— BEGIN Text to read —

# Which mail client do you use?



## abdulabby (Jul 28, 2004)

*Best Email CLient*

Hey guys which email clients do you use? and why?

I use Outlook 2003 coz mainly its got a really beautiful interface although its a bloody resource hogger
Another feature is its support for hotmail


----------



## lavan_joy (Jul 28, 2004)

Eudora is better than outlook


----------



## It_is_Andrew (Jul 28, 2004)

I use Mozilla Thunderbird ; cos its Fast, Easy yet powerful,lots of extention packs available to increase functionality& its also free.

BTW is there any email client in which I can password protect  the entire prog ie without password it will not start so that pls can't see what is in my inbox.


----------



## neeravkothari (Jul 28, 2004)

i think outlook express is the best email client in the world. andrew, it also offers password protection.


----------



## blade_runner (Jul 28, 2004)

The Bat.


----------



## firewall (Jul 28, 2004)

Mozilla ThunderBird.....

it's pretty Kool......


----------



## tuxfan (Jul 28, 2004)

I started using Mozilla Thunderbird but wasn't too comfortable. I use Outlook Express under Windows and Ximian Evolution (the Outlook Clone ) under Linux.


----------



## wORm (Jul 28, 2004)

My vote: TheBat!


----------



## Deep (Jul 28, 2004)

Outlook 2003 
Using it for quite some time now..
quite comfortable with it..

Deep


----------



## aadipa (Jul 29, 2004)

Outlook Express


----------



## it_waaznt_me (Jul 30, 2004)

Outlook 2003 ..


----------



## mail2and (Aug 1, 2004)

Outlook Express... the simplest and quite efficient...


----------



## techie_it (Aug 2, 2004)

— END Text to read —
— BEGIN Stored data —

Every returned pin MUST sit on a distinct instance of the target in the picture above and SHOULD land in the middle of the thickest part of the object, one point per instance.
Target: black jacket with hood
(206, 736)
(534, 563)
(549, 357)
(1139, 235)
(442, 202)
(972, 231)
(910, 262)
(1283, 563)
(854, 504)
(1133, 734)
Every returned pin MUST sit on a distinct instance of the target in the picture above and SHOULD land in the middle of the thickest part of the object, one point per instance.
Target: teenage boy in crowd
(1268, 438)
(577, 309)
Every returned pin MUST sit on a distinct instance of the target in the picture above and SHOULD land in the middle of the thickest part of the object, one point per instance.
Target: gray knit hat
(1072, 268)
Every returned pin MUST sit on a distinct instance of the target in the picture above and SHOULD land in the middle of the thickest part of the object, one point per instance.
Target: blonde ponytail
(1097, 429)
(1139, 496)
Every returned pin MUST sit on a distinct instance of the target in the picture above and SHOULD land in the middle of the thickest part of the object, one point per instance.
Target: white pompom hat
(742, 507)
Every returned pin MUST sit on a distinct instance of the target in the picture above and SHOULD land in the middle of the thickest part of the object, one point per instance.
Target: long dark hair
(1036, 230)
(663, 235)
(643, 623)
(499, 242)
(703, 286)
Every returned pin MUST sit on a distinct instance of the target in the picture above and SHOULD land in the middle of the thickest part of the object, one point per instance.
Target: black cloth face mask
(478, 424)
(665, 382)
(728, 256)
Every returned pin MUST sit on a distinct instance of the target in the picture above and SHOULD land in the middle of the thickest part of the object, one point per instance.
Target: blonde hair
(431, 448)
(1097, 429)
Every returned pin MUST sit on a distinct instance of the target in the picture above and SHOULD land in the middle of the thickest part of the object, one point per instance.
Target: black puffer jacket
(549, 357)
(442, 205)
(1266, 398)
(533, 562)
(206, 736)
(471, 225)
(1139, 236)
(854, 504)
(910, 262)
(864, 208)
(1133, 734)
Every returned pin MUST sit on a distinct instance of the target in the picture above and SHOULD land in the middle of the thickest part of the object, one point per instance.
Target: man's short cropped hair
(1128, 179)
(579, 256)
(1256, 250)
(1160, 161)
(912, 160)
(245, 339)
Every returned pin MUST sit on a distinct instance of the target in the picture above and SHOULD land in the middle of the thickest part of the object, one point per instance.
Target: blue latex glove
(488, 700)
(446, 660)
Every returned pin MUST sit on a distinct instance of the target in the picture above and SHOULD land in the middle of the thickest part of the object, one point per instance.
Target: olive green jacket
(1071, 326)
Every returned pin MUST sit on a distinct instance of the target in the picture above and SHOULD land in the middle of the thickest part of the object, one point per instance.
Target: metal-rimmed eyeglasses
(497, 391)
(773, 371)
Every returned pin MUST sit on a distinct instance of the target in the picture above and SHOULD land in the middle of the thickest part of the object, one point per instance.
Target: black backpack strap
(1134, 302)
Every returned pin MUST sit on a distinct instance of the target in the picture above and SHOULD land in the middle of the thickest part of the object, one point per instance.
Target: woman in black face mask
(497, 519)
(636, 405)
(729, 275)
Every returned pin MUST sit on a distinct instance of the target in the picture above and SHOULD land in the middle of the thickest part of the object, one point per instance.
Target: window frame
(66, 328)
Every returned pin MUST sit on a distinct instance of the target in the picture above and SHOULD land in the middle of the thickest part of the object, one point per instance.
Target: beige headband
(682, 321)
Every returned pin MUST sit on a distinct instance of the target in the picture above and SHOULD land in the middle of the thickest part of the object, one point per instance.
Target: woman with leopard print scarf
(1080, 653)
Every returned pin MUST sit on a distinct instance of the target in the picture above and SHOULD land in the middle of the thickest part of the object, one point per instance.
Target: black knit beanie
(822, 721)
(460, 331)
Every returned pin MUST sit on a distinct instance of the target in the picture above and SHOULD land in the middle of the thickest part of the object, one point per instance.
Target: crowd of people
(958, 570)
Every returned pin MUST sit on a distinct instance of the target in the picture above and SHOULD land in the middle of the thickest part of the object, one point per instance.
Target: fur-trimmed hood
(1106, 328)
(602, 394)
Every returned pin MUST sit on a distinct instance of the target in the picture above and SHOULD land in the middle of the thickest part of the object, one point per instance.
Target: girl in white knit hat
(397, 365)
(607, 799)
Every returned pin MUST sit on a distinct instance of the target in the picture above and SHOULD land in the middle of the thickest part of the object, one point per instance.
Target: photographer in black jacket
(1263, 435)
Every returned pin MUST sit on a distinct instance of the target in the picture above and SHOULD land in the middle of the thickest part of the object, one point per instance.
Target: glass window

— END Stored data —

What to work on:
**1)** From the mail client thread, transcribe the passage that begins at the words "I started using" and stops after "wORm (Jul 28, 2004)".
**2)** In the mail client thread, which program does tuxfan use under Linux?
**3)** Write the next part of the mail client thread, picking up after its last line.

Solved tasks:
**1)**
I started using Mozilla Thunderbird but wasn't too comfortable. I use Outlook Express under Windows and Ximian Evolution (the Outlook Clone ) under Linux.


----------



## wORm (Jul 28, 2004)

**2)** Ximian Evolution

**3)**
OUTLOOK EXPRESS..is the best...i  use one @ home ..and other one..@my Office...........


----------



## Loki87 (Aug 3, 2004)

Incredimail is good (graphically)and user-friendly and has many features too but is a bit heavy on lower systems


----------



## lajs (Aug 3, 2004)

i heard that there is some software which may be integrated with outlook to trace out whether recipient read our mail or not????


any one aware of such software ...?????
if u know 
do post it here!


----------



## tuxfan (Aug 4, 2004)

There is no software integrated. But you can request for "read receipts" from people. So if they choose to send you a receipt, you will get it. Just check out the menu options in compose window.


----------



## nkkabra2 (Aug 4, 2004)

Incredimail is pretty Good but it's heavy on system resources
Try Poco Mail -It has everything you want in a email client


----------



## IG (Aug 10, 2004)

thunderbird is good...but it stops dloading the mails after the second mail for me   what could be the problem?


----------



## hafees (Aug 10, 2004)

Incredimail is good with lots of features. The letter editor is also good but lacks HTML support. 
but it lacks encryption. 

*** This is my 50th Post - i m promoted to Resident Techie!!***
Thanks !!!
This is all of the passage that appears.